__REQUIRED ACTIONS__.
1. In the forum post below, what size must an allocation exceed for the GC to treat it as large?
2. Return the passage of the forum post below starting at "Now, what is" and ending at "spinning hard drives.", copied word for word.

__EXTRACT TO READ__.
§ §
We could go back and forth for days on different views around what "consumer systems" refers to and what the target audience is. Different domains (gamers vs casual users vs developers vs cloud providers vs laptop/tablet users) will all differ. At least for gamers, Steam Hardware Survey shows that the vast majority is still 16GB with 32GB being marginally ahead of 8GB.

For some code, cutting out these lower end machines will be acceptable; for others it won't. However, I don't think arguing around prevalence of that amount of memory is mainstream is a key factor here. Rather, instead, I think its worth considering what it means for the GC and what it means to work with such big data. -- Noting its not 2GB, but rather 2 billion elements. This is 2GB for byte/sbyte; but it is 8GB for float/int/uint. It's also 2 billion elements per dimension, so a mult-dimensional byte array can itself be more than 2GB of contiguous allocation already.

I think the most important factor is what it means for a typical algorithm to operate on the data; it's mostly simply put that working with small amounts of data and working with large amounts of data is very different. Your L1 is slower than accessing register, your L2 is slower than that, your L3 is slower than that and may have sharing considerations with other core complexes/dies, and your RAM is even slower than that. Each step is often at least 2 times (if not more) slower than the last.

When working with small amounts of data, these differences often don't matter. That is, it's not typically the bottleneck in your application and things work well without a lot of additional consideration. However, when you switch over to working with large datasets, the more naive algorithms start showing their weakness and can quickly become bottlenecked on memory. This is particularly the case if you're trying to load everything up front into one allocation (as one might due for the naive implementation).

Because of this, such systems often start to look at options such as buffering, performing non-temporal loads/stores, or even parallelizing the workload across many cores or other devices (such as the GPU). Once you start looking at these other options, you're typically no longer bound by requiring a single allocation and instead can spread the data across many different allocations and distribute the work.

Now, what is defined as "large" vs "small" is very dependent. Some examples are that pages are often 4kb and this then matches what a typical sector size is for many modern file systems (although some do go larger). Many GPUs have a required buffer alignment of 65kb, and many modern memcpy implementations start using non-temporal load/store around 256kb. The GC currently treats allocations more than 85kb as "large" and puts them on the large-object heap where they then get special considerations. Many file stream implementations default to a 2kb buffer for streaming data off the disk, in part due to the latency of spinning hard drives.

But the general point is that by looking towards these scenarios, you can restructure your code in a way that completely removes the requirement to support allocations that are more than 2 billion elements in length. That can in turn improve robustness and performance, can reduce the total working set of your application, and allow better scalability or distribution of your work.

So its not that I think users don't need to work with big data, but rather that providing support for very large allocations is providing a bad solution for the types of scenarios that might need to work with such data and it will ultimately hurt the ecosystem more than it will help it. I instead think we'd be much better off by looking at how to make it easier for devs to adjust their data and write their algorithms in a way that supports the features that are beneficial to large data. How to make it easier to work with things like SequenceReader, how to improve the ability to work with sparse data sets efficiently, how to more easily parallelize their computation across cores or devices, etc.
§ §
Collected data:

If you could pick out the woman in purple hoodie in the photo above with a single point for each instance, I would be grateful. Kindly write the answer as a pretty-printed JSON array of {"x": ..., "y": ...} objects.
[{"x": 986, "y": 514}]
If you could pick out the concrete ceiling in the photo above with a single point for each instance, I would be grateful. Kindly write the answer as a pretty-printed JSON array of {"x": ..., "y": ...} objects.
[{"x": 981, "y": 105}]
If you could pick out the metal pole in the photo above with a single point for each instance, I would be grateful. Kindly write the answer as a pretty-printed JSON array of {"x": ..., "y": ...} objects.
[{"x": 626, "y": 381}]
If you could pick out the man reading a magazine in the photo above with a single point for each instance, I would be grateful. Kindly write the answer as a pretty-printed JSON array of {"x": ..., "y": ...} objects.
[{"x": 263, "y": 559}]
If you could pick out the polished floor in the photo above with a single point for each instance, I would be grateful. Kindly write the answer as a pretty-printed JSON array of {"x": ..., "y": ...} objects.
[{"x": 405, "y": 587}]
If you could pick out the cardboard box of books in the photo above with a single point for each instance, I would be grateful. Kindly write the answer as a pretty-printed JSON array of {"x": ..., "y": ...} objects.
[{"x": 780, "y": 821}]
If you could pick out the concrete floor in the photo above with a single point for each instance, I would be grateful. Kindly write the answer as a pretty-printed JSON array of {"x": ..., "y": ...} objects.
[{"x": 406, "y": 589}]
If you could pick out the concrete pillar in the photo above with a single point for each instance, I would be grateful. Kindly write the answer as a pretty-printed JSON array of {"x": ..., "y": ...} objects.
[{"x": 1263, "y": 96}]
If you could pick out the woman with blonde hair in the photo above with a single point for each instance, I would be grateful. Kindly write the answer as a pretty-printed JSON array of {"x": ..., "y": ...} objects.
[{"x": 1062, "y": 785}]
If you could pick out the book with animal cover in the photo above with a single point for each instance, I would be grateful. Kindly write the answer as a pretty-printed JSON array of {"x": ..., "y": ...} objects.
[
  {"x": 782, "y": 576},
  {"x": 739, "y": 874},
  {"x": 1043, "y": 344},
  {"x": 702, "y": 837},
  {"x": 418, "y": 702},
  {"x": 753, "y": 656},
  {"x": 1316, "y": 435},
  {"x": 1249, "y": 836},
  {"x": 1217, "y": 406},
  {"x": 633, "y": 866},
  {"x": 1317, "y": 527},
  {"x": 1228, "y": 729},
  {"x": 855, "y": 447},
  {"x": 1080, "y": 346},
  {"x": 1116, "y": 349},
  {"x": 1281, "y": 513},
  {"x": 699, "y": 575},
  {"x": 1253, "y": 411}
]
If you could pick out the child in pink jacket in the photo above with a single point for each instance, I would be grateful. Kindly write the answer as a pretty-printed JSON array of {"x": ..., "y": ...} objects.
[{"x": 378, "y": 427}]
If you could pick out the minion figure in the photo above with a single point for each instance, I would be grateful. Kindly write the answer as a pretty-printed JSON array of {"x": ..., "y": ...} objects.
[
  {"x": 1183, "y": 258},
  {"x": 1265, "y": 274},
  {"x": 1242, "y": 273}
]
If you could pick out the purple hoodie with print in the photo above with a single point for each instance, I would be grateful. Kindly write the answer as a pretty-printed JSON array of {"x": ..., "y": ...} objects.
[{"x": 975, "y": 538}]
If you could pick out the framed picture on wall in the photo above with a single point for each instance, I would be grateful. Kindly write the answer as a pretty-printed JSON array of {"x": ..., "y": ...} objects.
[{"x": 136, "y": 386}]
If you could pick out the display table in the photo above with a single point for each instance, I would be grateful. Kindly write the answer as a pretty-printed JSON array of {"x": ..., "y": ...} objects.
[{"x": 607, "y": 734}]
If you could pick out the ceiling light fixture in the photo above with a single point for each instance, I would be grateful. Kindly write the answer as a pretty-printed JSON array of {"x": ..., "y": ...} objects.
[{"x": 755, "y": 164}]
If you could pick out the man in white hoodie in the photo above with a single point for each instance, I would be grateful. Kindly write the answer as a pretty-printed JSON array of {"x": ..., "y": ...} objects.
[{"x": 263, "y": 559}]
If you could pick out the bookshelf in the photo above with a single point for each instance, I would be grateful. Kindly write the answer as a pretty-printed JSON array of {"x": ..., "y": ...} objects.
§ §
__SOLUTIONS IN ORDER__.
1. More than 85kb.

2.
Now, what is defined as "large" vs "small" is very dependent. Some examples are that pages are often 4kb and this then matches what a typical sector size is for many modern file systems (although some do go larger). Many GPUs have a required buffer alignment of 65kb, and many modern memcpy implementations start using non-temporal load/store around 256kb. The GC currently treats allocations more than 85kb as "large" and puts them on the large-object heap where they then get special considerations. Many file stream implementations default to a 2kb buffer for streaming data off the disk, in part due to the latency of spinning hard drives.